> Texte à lire:
Développeur : Platinum Games
Réalisateur : Taro Yoko
Genre : Action-RPG

Nationalité : Japonais
Compositeur : Keiichi Okabe
Disponible sur : PlayStation 4, Playstation 5, Xbox One, Xbox Series S, Xbox Series X et PC.

 

 

 

 

De l’absurdité de l’existence.

Avec le succès surprise du jeu NieR: Automata, qui s’est écoulé à plus de deux millions d’exemplaires depuis sa sortie en février 2017, Taro Yoko a confirmé son statut d’auteur à part et son talent. Personnalité étrange, que certains iraient même jusqu’à qualifier de loufoque, Yoko fait partie de ces quelques auteurs qui pensent le jeu video comme un art à part entière. Le Jeu Video doit s’exprimer par les propres caractéristiques de son médium et ne plus tenter de singer le Cinéma ou les séries télévisées à succès. Le jeu video a son propre language, ses propres codes, qu’il convient d’utiliser afin d’impacter le joueur comme il se doit. NieR: Automata est le projet fou de cet amoureux du jeu vidéo qui n’en est pas à son premier essai. Après la trilogie des Drakengard et Nier: Replicant, il avait su se faire un petit nom dans le coeur de certains amateurs de jeux video. Toutefois, il n’avait jamais vraiment convaincu. Bien que ses oeuvres étaient pleines d’âmes et d’idées, elles restaient résolument bancales et imparfaites. NieR: Automata change la donne car, cette fois, l’esprit créatif de Taro Yoko s’est allié avec les incroyables équipes de Platinum Games, réputées pour leur savoir faire incroyable en terme de gameplay. Également épaulé par le compositeur Keiichi Okabe, qui l’avait déjà assisté sur le précédent Nier, ainsi que du character designer Akihiko Yoshida, connu pour son travail sur les Final Fantasy, tout était réuni sur le papier pour fournir un très grand jeu et permettre à ce créateur fou de concrétiser sa vision.

 

Pour la gloire de l’humanité.

> Consigne 1: Pouvez-vous recopier à l'identique le passage du texte sur NieR: Automata allant de "Développeur : Platinum" jusqu'à "Series X et PC." inclus ?
> Consigne 2: Quelles lignes des enregistrements contiennent le mot "dark" ? Repérez-les toutes et recopiez-les intégralement.

> Liste:
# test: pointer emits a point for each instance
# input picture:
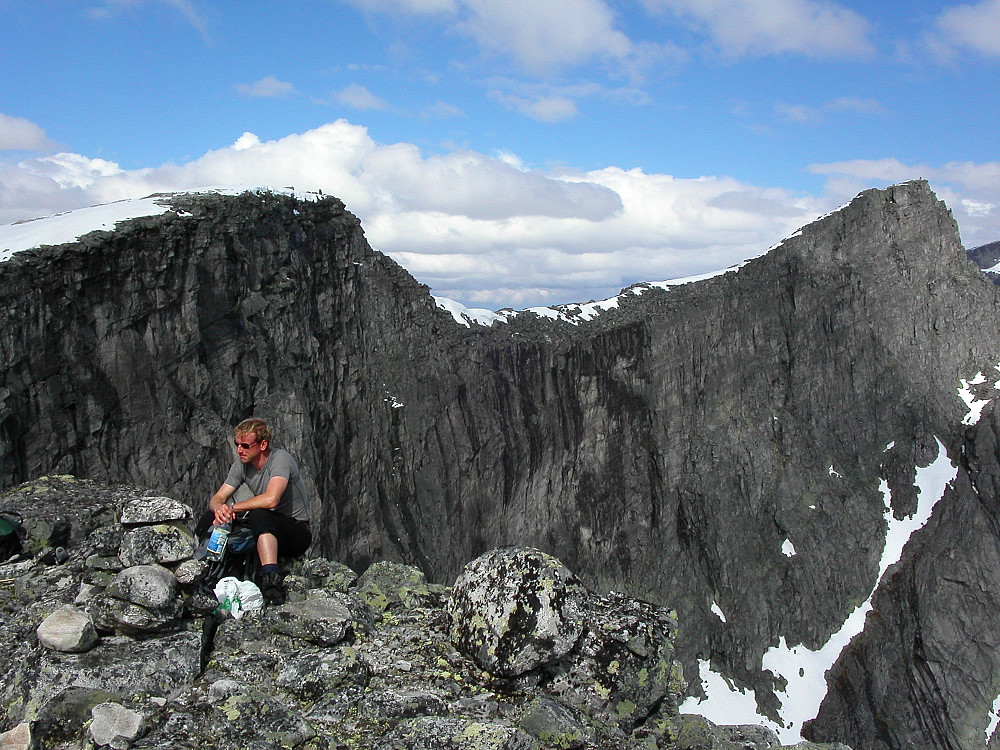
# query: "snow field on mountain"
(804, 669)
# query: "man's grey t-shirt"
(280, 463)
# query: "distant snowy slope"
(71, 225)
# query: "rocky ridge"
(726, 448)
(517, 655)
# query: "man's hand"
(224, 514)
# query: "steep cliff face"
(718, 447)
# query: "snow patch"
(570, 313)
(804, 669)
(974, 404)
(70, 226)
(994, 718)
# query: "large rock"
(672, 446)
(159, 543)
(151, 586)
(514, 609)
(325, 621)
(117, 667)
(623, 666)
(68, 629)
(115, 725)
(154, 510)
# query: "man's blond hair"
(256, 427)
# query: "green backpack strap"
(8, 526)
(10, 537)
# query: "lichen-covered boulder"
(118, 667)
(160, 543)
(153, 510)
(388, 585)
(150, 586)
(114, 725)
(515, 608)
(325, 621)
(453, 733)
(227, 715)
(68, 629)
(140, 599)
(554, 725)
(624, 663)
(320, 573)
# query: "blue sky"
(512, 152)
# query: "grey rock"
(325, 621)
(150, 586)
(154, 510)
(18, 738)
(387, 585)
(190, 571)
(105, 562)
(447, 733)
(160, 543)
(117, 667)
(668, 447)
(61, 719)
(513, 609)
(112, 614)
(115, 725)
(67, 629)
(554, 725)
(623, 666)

...

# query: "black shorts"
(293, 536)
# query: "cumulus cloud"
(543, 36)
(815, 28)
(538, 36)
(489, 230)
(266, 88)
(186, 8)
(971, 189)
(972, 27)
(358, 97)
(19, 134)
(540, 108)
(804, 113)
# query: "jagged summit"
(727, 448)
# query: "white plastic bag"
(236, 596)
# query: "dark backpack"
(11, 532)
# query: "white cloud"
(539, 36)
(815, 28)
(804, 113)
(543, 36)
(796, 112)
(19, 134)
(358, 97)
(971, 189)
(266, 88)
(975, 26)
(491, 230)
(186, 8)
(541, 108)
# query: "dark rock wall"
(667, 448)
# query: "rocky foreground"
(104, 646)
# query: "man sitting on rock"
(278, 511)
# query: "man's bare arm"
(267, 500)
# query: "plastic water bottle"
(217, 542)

---

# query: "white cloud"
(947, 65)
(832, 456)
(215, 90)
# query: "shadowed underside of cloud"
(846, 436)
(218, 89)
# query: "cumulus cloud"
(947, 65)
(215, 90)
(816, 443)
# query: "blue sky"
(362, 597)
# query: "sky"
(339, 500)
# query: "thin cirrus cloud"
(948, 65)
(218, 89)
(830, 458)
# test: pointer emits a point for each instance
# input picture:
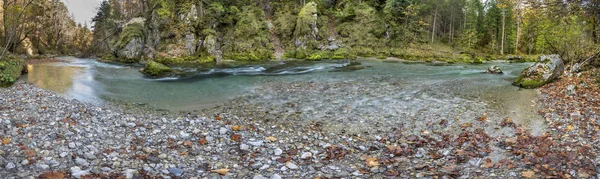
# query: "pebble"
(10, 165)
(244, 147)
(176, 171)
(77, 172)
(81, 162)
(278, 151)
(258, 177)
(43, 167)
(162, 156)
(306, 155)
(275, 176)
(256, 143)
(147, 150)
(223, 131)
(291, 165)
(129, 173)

> Réponse rédigée 1:
Développeur : Platinum Games
Réalisateur : Taro Yoko
Genre : Action-RPG

Nationalité : Japonais
Compositeur : Keiichi Okabe
Disponible sur : PlayStation 4, Playstation 5, Xbox One, Xbox Series S, Xbox Series X et PC.

> Réponse rédigée 2:
# query: "dark backpack"
# query: "dark rock wall"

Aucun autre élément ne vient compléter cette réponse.